■ **Brief**
Could you return all of the entries below exactly, minus the pictures?

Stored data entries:
★ ★ ★

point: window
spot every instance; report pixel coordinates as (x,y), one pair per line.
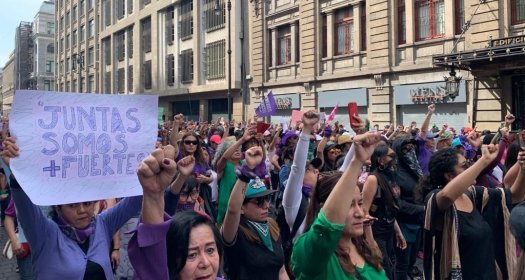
(130,42)
(50,28)
(74,13)
(49,66)
(186,62)
(186,19)
(401,22)
(130,6)
(344,31)
(82,34)
(81,7)
(460,15)
(51,48)
(130,78)
(430,19)
(120,42)
(121,80)
(48,85)
(91,28)
(215,64)
(146,34)
(107,82)
(146,74)
(284,45)
(91,56)
(170,26)
(74,38)
(107,13)
(214,20)
(517,11)
(363,26)
(170,68)
(91,83)
(120,8)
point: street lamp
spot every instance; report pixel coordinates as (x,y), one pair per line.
(79,60)
(217,12)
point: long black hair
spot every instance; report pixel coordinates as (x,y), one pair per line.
(441,162)
(178,239)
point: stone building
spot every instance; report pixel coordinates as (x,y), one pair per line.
(385,55)
(44,50)
(175,49)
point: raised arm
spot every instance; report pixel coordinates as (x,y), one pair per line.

★ ★ ★

■ **Completed task**
point: window
spot every instance; report pixel coordinates as (x,y), one pair per line.
(130,42)
(50,28)
(74,13)
(49,66)
(186,62)
(186,19)
(401,22)
(130,6)
(344,31)
(82,34)
(81,7)
(460,15)
(51,48)
(130,78)
(430,19)
(120,42)
(121,80)
(48,85)
(91,28)
(215,64)
(146,34)
(107,82)
(146,74)
(284,45)
(91,56)
(170,26)
(74,38)
(107,13)
(214,20)
(517,11)
(363,26)
(170,68)
(91,83)
(120,8)
point: street lamp
spot every instance; report pixel coordinates as (x,y), one pair per line.
(79,60)
(217,12)
point: long black hair
spot every instance; report pixel coordinates as (x,y), one pair per line.
(441,162)
(178,239)
point: stone building
spot every instance; report pixel coordinates as (x,y), one pair per line.
(385,55)
(44,50)
(175,49)
point: raised arm
spot every instance; report pixel coordinates as (x,y), one pair per line.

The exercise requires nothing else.